→ Problem description
Please locate every line in the rows below that contains the word "fence", treating uppercase and lowercase as different, and copy each of those lines.
***
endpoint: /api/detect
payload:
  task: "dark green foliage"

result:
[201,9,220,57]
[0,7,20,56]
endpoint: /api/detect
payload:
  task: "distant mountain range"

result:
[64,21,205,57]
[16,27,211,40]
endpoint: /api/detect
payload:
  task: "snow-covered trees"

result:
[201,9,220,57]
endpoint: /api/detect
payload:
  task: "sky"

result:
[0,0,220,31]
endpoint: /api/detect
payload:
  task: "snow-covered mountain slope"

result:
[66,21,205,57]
***
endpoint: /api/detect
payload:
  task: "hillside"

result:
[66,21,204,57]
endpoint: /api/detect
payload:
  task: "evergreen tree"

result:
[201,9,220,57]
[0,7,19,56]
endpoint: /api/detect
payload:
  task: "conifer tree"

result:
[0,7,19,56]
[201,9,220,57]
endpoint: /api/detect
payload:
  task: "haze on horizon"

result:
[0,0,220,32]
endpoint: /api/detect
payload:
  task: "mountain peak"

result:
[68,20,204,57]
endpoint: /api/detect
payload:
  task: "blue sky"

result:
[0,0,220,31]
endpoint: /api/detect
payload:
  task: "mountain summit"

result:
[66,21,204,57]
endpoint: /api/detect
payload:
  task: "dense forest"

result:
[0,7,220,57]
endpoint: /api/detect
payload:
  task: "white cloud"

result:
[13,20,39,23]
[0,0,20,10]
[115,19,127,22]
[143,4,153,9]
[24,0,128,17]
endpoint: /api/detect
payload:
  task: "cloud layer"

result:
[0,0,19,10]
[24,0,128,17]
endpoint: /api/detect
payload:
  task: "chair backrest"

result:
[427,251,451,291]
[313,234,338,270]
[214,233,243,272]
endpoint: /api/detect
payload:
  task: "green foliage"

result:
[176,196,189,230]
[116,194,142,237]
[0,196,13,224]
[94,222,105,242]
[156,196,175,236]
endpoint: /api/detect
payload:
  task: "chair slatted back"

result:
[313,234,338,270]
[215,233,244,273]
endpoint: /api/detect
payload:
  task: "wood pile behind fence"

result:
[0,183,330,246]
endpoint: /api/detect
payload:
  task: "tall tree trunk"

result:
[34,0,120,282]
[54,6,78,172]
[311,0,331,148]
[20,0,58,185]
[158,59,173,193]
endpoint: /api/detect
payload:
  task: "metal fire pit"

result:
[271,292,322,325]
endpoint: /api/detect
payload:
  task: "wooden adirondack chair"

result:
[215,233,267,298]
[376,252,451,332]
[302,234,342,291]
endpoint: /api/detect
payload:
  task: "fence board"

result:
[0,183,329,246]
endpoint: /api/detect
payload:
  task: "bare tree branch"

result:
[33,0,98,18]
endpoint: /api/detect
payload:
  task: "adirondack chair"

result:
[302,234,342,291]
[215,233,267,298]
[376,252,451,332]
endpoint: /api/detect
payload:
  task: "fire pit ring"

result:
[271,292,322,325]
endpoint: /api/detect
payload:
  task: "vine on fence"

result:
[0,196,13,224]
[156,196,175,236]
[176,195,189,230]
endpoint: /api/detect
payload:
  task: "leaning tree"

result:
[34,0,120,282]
***
→ Solved problem
  task: "wood pile behind fence"
  task: "fence board"
  task: "vine on fence"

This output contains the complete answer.